───── Supplied passage

# GroundThink V6 - Hybrid GatedDeltaNet + SWAttention

In [None]:
# CELL 0: INSTALL & EXPLORE FLA
from google.colab import drive
drive.mount('/content/drive')

!pip install -q triton
!pip install -q flash-linear-attention
!pip install -q datasets transformers

import sys
print(f"Python: {sys.version}")

# Explore FLA structure
import fla
print(f"\nFLA top-level: {[x for x in dir(fla) if not x.startswith('_')]}")

# Find all submodules
import pkgutil
print("\nFLA submodules:")
for importer, modname, ispkg in pkgutil.walk_packages(fla.__path__, fla.__name__ + '.'):
    print(f"  {modname}")

# Try common import paths
print("\n--- Trying imports ---")
try:
    from fla.layers import GatedDeltaNet
    print("from fla.layers import GatedDeltaNet: OK")
except ImportError as e:
    print(f"from fla.layers: {e}")

try:
    from fla.models import GatedDeltaNetModel
    print("from fla.models import GatedDeltaNetModel: OK")
except ImportError as e:
    print(f"from fla.models: {e}")

try:
    from fla.ops.gated_delta_rule import GatedDeltaNet
    print("from fla.ops.gated_delta_rule: OK")

──────────
───── Material shown

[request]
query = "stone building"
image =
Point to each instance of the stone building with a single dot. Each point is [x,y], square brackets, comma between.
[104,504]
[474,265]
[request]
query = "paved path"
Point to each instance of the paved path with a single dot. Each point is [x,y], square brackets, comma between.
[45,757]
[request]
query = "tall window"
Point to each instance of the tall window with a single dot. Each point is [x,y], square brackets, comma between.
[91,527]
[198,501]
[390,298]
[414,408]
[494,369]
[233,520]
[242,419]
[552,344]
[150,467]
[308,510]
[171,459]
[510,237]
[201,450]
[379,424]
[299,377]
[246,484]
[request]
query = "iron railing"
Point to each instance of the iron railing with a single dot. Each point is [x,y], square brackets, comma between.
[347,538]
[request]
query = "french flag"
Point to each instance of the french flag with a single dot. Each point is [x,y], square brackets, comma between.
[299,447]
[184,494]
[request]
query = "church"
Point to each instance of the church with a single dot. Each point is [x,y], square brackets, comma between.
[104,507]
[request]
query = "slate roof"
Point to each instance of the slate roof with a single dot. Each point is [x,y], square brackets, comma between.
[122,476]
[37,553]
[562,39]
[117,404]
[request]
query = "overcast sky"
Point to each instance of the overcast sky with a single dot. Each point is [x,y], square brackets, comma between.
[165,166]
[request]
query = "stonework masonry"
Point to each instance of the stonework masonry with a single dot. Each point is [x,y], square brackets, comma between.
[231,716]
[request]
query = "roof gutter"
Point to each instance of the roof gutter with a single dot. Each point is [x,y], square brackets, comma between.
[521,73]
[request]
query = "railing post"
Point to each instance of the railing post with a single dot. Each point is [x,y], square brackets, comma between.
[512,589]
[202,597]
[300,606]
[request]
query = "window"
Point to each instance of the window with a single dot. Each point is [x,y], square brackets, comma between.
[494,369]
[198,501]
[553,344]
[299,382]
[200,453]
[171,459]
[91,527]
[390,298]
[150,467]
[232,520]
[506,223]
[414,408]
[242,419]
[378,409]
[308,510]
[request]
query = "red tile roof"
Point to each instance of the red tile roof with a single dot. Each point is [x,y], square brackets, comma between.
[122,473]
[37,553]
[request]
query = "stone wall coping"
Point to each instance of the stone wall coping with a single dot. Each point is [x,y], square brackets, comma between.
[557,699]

──────────

Turn the block in the GroundThink V6 notebook that begins "# Find all submodules" into a short list of the steps it carries out.

- Imports the pkgutil module.
- Prints the heading "FLA submodules:".
- Walks through every package and module under the fla package, naming each with the prefix "fla.".
- Prints each module name on its own indented line.